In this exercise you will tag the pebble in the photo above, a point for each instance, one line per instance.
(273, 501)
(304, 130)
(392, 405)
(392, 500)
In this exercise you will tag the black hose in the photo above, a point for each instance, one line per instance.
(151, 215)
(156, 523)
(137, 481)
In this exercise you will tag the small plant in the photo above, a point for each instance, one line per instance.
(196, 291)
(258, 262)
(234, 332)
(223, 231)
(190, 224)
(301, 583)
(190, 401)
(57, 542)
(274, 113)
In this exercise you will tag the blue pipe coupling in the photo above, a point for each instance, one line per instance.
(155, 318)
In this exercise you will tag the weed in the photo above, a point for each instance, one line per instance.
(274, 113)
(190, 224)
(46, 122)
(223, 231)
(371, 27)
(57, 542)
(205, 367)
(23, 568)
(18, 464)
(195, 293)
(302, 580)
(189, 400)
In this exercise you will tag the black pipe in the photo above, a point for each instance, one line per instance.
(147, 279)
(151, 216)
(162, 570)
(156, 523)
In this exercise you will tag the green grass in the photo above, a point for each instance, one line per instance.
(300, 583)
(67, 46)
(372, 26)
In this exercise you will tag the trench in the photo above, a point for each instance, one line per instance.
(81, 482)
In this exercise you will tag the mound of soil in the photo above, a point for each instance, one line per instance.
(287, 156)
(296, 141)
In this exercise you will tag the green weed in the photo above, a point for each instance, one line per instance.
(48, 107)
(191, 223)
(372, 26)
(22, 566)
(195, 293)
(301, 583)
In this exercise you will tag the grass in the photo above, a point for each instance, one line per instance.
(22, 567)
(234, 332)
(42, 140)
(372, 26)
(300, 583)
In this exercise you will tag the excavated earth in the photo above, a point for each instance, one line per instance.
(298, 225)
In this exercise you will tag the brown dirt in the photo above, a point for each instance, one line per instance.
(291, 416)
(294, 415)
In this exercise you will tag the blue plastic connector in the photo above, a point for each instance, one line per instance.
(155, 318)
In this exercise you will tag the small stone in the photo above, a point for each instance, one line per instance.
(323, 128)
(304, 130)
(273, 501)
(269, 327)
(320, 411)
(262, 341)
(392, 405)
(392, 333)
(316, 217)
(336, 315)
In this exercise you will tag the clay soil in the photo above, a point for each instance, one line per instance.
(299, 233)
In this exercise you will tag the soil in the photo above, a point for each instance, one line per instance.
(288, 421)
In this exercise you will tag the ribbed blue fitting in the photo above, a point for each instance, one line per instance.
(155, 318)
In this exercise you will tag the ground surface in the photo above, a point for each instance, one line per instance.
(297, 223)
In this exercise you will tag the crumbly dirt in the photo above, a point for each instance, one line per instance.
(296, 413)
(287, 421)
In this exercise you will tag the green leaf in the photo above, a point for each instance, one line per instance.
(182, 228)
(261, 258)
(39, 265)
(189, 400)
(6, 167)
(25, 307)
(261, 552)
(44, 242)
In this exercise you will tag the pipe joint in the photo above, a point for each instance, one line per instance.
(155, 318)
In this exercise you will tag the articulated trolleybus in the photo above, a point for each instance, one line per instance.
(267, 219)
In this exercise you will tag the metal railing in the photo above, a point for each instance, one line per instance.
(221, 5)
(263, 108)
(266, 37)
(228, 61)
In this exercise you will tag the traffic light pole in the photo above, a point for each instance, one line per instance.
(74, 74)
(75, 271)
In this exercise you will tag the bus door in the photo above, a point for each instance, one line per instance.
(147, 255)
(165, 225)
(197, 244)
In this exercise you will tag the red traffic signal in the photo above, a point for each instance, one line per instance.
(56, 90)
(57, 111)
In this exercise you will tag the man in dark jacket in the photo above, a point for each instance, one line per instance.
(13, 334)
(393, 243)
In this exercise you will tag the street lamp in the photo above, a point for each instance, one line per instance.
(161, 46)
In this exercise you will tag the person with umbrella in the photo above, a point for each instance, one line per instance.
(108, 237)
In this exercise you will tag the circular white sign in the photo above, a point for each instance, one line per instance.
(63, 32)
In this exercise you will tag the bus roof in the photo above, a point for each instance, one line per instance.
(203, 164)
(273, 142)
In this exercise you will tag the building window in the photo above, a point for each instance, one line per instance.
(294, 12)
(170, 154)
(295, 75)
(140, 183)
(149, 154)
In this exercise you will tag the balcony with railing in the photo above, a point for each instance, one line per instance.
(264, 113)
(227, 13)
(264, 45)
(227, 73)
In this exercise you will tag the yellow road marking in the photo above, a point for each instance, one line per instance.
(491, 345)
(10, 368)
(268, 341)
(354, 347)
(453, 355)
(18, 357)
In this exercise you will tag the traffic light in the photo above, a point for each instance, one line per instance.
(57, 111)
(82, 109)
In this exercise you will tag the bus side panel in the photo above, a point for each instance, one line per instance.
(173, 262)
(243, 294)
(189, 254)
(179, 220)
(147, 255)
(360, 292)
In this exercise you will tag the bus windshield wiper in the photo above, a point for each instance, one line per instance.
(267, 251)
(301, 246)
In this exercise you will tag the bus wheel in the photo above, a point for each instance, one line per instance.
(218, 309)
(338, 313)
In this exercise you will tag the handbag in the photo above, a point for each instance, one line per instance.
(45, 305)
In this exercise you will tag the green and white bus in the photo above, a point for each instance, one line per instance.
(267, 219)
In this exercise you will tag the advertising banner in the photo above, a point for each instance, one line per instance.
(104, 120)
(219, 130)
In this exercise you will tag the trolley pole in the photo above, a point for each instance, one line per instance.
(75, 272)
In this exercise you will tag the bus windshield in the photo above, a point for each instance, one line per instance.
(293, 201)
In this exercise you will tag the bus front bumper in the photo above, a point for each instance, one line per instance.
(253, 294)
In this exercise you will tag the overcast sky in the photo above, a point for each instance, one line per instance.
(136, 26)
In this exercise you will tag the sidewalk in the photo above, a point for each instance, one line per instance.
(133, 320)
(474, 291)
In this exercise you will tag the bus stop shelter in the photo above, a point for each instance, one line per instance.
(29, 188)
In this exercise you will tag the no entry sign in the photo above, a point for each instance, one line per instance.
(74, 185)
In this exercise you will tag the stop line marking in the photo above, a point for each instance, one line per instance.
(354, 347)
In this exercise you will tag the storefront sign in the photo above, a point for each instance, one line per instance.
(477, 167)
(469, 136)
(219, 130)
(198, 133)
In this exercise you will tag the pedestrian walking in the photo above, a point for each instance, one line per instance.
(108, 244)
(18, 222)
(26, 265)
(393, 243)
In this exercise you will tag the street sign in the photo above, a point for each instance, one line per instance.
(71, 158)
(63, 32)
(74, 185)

--

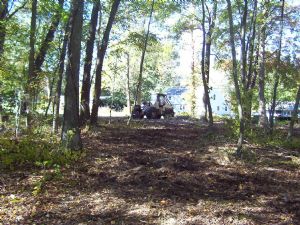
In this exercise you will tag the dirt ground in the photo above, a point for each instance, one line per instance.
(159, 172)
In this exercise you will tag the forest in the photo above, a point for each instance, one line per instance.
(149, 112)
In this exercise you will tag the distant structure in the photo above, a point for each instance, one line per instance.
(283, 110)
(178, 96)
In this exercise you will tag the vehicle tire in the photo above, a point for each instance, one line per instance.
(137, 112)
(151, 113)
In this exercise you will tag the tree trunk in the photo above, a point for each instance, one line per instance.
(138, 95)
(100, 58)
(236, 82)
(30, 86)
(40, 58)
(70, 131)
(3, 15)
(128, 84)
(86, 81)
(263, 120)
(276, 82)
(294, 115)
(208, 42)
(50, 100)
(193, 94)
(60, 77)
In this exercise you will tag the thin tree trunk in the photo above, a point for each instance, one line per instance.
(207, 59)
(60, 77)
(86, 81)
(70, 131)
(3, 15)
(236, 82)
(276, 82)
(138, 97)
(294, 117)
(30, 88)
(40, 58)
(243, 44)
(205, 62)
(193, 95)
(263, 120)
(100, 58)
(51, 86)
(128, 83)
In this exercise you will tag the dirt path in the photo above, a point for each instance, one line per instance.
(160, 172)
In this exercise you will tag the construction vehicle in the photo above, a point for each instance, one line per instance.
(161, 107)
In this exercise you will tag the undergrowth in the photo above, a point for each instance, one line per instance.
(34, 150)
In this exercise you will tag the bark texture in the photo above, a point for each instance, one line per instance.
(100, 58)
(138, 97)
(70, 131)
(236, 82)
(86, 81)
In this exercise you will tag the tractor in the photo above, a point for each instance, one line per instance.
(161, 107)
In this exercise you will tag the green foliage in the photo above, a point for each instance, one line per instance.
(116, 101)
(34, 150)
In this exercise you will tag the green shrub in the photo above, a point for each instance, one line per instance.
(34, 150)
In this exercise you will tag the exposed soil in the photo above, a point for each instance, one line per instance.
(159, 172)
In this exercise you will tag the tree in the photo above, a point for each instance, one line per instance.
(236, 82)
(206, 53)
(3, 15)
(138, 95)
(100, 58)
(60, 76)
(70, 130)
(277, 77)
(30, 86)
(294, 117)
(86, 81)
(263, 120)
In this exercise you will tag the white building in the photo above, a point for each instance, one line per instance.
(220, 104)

--- OBJECTIVE ---
How many lines of the data above contain the string "white"? Case counts, so match only that exact capitalization. Reply with the number alone.

--- WRITTEN ANSWER ---
3